%%

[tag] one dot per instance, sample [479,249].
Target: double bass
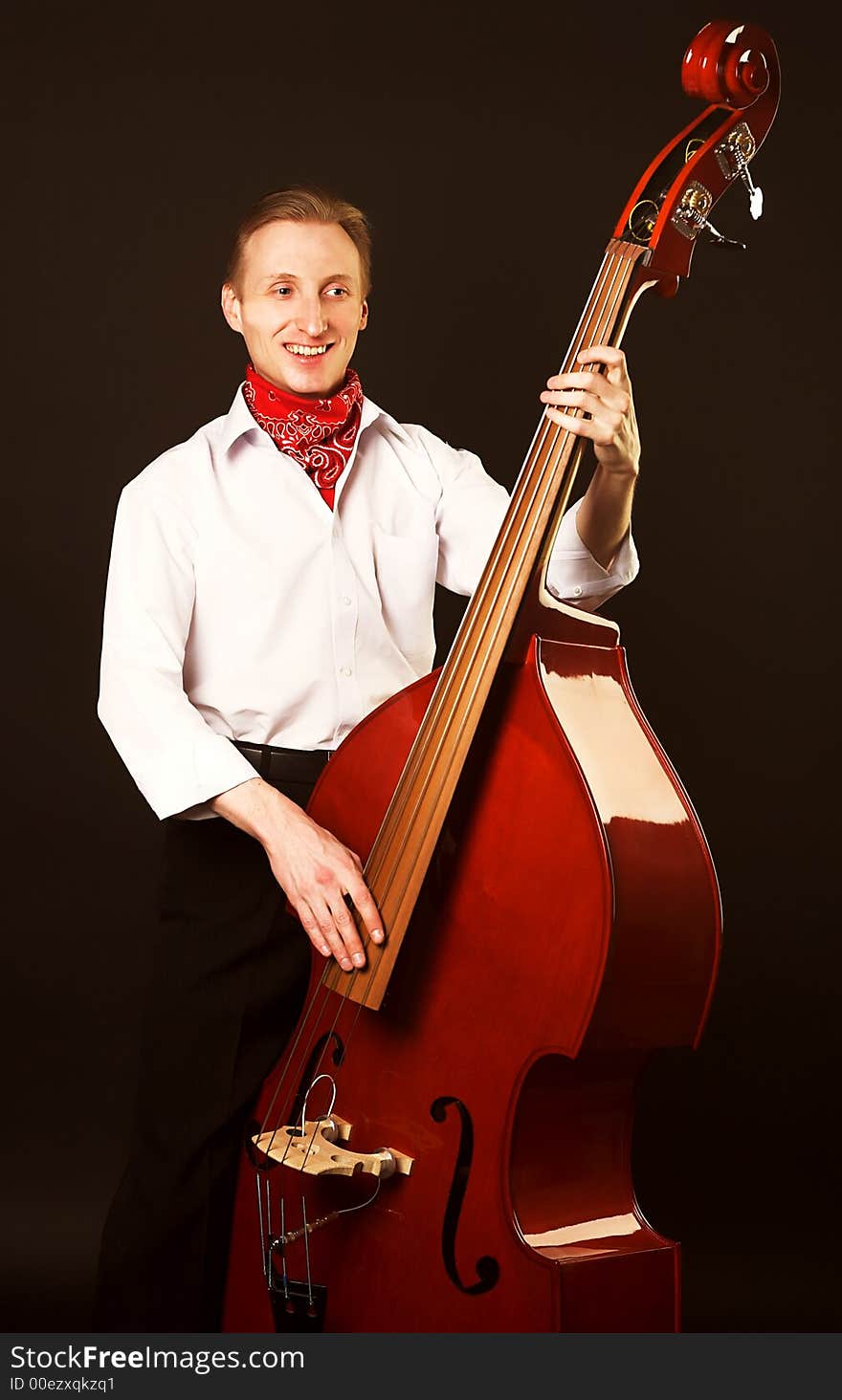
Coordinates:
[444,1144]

%%
%%

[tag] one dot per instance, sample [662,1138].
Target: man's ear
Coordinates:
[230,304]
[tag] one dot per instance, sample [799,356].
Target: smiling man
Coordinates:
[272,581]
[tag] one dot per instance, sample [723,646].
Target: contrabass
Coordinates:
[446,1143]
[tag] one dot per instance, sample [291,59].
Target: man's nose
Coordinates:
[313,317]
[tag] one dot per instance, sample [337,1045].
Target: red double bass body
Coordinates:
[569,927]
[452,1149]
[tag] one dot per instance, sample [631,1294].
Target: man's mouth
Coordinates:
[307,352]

%%

» **Task prompt**
Where a line of the data contains "Target", copy that line.

» **Final answer**
Target: double bass
Target: man's ear
Target: smiling man
Target: contrabass
Target: man's nose
Target: red double bass body
Target: man's mouth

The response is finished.